▶ _EXCERPT TO READ_:
>>

Aruba intros VBN solution

Aruba Networks has released its new virtual branch network (VBN) solution, which it says securely connects remote users with enterprise applications, greatly simplifying the management of offices, clinics, and telecommuters while significantly lowering costs, states Computerworld.

The remote networking market targeted by VBN comprises roughly half of the nearly $11 billion WAN edge market.

Growth in this segment is expected to be driven by the need to support increasingly dispersed workforces, lower operating expenses by reducing real estate holdings, and encourage sustainability through teleworking, among other factors.

Darpa plans people-free network management

The Defense Advanced Research Projects Agency (Darpa) is researching computer networks that organise and run themselves without human intervention and dramatically increase available radio spectrum, reports vnunet.

The organisation has been outlining its research goals for the future in its 2009 Strategic Plan to Congress. One area is the design of network infrastructure that can configure and maintain themselves. These are initially intended for linking participants in battle but the technology would also have civilian uses.

<<

Referring expression grounding data
>>

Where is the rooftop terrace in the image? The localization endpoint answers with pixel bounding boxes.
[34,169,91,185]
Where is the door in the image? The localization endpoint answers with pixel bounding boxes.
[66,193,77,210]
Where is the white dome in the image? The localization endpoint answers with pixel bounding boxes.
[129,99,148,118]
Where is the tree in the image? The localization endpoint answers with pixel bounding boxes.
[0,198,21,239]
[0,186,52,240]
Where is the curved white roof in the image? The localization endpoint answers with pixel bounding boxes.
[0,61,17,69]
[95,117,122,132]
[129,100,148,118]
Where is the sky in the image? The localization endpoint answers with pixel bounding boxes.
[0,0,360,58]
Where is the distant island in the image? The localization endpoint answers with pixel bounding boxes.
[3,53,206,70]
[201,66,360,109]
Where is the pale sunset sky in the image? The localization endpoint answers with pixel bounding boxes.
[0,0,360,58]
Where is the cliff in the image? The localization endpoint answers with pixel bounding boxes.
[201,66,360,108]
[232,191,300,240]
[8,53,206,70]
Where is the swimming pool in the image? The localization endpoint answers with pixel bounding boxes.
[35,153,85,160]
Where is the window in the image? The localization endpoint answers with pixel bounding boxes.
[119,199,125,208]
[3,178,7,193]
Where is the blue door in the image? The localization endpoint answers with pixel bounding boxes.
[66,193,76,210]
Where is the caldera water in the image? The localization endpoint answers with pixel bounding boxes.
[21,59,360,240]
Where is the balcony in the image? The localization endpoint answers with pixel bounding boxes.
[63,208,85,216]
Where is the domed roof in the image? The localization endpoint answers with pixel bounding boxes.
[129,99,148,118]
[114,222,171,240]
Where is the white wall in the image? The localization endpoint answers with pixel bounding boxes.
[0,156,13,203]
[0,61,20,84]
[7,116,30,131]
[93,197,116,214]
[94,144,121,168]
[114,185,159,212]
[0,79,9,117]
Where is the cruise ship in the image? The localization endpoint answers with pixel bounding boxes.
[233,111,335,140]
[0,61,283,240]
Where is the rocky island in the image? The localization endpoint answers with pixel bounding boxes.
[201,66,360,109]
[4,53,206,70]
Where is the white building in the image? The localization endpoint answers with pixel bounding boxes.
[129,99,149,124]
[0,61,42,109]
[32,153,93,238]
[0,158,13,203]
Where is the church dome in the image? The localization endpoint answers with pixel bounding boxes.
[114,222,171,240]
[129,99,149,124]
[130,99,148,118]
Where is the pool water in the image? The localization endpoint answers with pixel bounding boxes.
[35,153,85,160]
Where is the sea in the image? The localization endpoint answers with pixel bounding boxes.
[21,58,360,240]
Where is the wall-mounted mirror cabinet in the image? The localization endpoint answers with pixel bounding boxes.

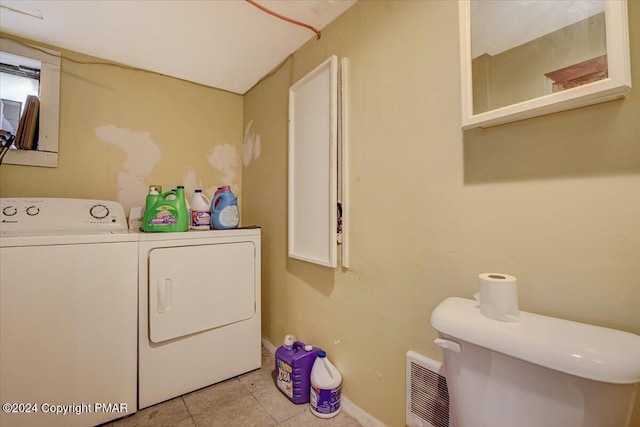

<<

▶ _PROBLEM SET_:
1) According to the networking news excerpt, how big a share of the WAN edge market does the remote networking market targeted by VBN make up?
2) In the networking news excerpt, swap "telecommuters" for "remote workers" and write out the passage from "Aruba Networks has" up to and including "costs, states Computerworld.".
3) Extend the networking news excerpt by continuing it past its final sentence.

▶ _SOLVED TASKS_:
1) Roughly half of the nearly $11 billion WAN edge market.

2)
Aruba Networks has released its new virtual branch network (VBN) solution, which it says securely connects remote users with enterprise applications, greatly simplifying the management of offices, clinics, and remote workers while significantly lowering costs, states Computerworld.

3)
“At the core of this concept are robust, secure, and self-forming networks,” says the report.

Huawei takes the lead

Chinese equipment maker Huawei has overtaken European networking giant Alcatel-Lucent to become the number one player in the global optical network hardware market, says a research report from Infonetics, according to TMCnet.

Preliminary results from Infonetics' Optical Network Hardware report show Huawei increasing its market share to 23% during the first quarter of 2009, just ahead of Alcatel-Lucent, which maintains the overall lead on an annualised basis.

"Since 2002, the optical network market has grown at an 8% compound annual growth rate, but for most vendors it looked more like 6%, because Huawei absorbed a significant portion of the annualised gains,” says Andrew Schmitt, an analyst with Infonetics Research.